**DOCUMENT SECTION:**
________________________
Welcome back. In this lesson,

we'll work through a short example that shows how you would

take information in an actuarial report,

and then enter it into the financial statements.

So, we're going to look in how you validate and record changes in the obligation,

and changes in the fair value of the plane assets.

Let's start with the assumptions.

So, here's our discount rate, our expected return,

and salary increases, we'll put that in the disclosure.

Because the rate has decreased,

the discount rate has decreased,

the obligation should increase creating an actuarial loss,

but this could be offset by the effects of other changes in other assumptions,

such as a change in the expected,

versus actual rate of return.

We also would expect lower interest costs though in year 20X3 because

that ending rate will be used to calculate interest cost next year.

The long term expected rate of return has not changed,

so it's unlikely there was a significant change in the asset mix.

Let's look at activity for the year.

Here's the service cost of 100.

This will all be coming from the actuary,

the interest cost of 94,

and expected return and plan assets actuarial gain or loss,

plan amendment occurred halfway through the year of 240,

it was an average remaining service life of 12 years.

So, you would amortize that over 12 years,

which would be 20 per year.

But since it happened midway through that year,

we would expect amortization of 10.

There's our actual return on plan assets.

You can see that that's less than the expected return on plan assets.

So, we're going to expect a loss there.

The benefits paid.

And the employer contributions.

Now, all of this stuff you can as

an auditor recalculate or verify from the employer's books of records as well.

So, let's prepare the change and the obligation.

We're going to add the service cost,

the interest cost, we'll subtract that actuarial loss,

which in this case is a gain,

we'll take the add the amendment in,

which increases the obligation,

subtract the benefits paid,

and now that ending balance should agree with the actuaries calculation.

For the change in the assets,

we'll take the beginning balance of the plan and assets,

we'll add the actual return on plan assets,

remember not the expected return, that doesn't go here,

we'll add any contributions from the employer,

we'll subtract out the benefits paid,

notice benefit paid factors into both,

the obligation and the assets,

because when I pay benefits from plan assets,

it reduces both the obligation, and the assets.

So, the same number will figure into both roll forwards.

And then, the ending funding status is a liability of 352 million.

Now, the beginning from that status was a liability of 100 million. What does that mean?

That means we need to account for an increase in the liability of 252 million.
________________________
**RAW RECORDS:**

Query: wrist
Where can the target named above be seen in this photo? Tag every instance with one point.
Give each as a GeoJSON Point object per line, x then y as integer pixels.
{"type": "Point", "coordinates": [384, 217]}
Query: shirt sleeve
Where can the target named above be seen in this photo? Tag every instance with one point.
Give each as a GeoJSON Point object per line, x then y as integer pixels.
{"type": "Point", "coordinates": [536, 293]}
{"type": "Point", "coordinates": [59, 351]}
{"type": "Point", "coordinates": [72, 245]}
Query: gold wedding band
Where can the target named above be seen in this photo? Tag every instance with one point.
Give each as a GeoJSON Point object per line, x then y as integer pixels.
________________________
**REQUIRED WORK:**
In the pension accounting lesson:
(a) What is the service cost for the year?
(b) How much amortization of the plan amendment is expected for the year?
(c) What is the ending funded status?
The lines have nothing to do with the text.

**CORRECT OUTPUT:**
(a) 100
(b) 10
(c) A liability of 352 million